Start of Data under study

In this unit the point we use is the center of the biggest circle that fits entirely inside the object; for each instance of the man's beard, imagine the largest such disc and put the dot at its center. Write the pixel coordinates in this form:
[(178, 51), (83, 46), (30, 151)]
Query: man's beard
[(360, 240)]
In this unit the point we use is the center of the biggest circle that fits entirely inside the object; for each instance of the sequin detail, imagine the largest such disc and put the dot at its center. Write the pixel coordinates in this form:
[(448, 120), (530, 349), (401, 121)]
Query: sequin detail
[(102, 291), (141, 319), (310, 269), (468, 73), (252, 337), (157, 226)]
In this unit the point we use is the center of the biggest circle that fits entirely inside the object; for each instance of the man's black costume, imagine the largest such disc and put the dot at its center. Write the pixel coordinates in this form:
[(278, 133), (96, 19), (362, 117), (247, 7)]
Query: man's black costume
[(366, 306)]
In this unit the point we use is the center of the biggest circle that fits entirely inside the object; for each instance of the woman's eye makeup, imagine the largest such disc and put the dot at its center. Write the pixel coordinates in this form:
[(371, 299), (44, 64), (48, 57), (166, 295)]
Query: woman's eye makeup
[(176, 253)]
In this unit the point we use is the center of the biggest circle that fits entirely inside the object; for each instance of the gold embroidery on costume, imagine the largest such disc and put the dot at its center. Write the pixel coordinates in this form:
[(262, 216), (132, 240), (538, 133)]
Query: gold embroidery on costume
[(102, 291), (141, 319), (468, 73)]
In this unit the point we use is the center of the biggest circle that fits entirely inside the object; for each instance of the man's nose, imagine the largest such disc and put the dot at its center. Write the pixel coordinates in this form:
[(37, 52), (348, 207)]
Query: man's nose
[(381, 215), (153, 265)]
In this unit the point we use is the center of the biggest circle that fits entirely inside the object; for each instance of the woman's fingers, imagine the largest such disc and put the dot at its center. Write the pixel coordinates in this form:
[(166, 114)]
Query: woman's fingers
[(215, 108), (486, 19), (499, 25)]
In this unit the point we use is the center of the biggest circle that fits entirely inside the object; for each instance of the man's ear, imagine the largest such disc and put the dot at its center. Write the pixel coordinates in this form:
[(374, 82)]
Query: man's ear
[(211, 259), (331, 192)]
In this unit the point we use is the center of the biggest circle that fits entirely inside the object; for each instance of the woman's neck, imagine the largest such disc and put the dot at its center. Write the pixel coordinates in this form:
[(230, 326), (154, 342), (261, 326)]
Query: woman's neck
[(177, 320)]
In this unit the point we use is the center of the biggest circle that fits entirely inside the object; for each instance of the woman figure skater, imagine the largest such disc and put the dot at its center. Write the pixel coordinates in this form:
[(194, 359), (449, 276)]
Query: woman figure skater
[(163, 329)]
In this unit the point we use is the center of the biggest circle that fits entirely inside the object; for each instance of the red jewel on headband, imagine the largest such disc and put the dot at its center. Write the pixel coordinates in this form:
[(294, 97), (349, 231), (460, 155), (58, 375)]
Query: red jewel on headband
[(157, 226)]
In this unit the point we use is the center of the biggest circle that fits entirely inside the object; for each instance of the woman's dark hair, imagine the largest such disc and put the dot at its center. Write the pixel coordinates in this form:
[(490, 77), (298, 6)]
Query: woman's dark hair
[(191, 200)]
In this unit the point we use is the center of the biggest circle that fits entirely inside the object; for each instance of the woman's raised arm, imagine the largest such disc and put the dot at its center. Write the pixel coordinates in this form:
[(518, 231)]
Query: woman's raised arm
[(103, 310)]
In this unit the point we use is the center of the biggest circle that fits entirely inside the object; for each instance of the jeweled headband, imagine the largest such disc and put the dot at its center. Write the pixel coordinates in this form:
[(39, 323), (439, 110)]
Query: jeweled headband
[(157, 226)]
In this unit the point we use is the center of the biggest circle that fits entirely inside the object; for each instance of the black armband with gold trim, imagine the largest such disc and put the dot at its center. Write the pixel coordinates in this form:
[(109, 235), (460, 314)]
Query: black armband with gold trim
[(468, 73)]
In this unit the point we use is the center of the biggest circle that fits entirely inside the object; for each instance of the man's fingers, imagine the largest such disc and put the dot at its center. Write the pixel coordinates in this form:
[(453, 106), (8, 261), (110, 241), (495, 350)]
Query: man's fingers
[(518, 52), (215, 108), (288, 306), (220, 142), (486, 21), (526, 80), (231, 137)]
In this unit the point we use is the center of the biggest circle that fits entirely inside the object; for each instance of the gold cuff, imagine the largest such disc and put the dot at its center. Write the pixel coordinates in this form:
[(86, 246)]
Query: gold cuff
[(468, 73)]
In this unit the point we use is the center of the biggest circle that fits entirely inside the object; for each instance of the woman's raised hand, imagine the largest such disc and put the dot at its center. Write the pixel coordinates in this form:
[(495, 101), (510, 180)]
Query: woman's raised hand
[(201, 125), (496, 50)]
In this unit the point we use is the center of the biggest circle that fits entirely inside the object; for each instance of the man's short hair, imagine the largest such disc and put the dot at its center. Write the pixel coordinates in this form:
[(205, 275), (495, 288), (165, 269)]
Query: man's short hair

End of Data under study

### What the task asks
Output the lines of the records above exactly as they appear, from the line containing "[(374, 82)]" through the line containing "the woman's dark".

### Answer to this exercise
[(374, 82)]
Query: man's ear
[(211, 259), (331, 192)]
In this unit the point we use is the center of the biggest circle that fits entirely inside the object; for each instance of the woman's neck, imagine the largest such disc and put the dot at its center. Write the pixel coordinates in this form:
[(230, 326), (154, 342), (261, 326)]
Query: woman's neck
[(177, 320)]
In this unit the point we use is the center of the biggest circle that fits entirely inside the object; for each instance of the woman figure skater, imagine the largest such disc and put the dot at its center. Write the pixel coordinates in this form:
[(194, 359), (449, 276)]
Query: woman figure skater
[(163, 329)]
In this unit the point we use is the center of the biggest circle that fits entirely inside the object; for each instance of the red jewel on headband, imagine the largest such disc and put the dot at its center. Write the pixel coordinates in this form:
[(294, 97), (349, 231), (460, 155), (58, 375)]
Query: red jewel on headband
[(157, 226)]
In this unit the point we use is the center of the biggest circle that fits entirely inside the object; for each instance of the woman's dark hair, imagine the largest such disc and put the dot at its center. Write the pixel coordinates in this form:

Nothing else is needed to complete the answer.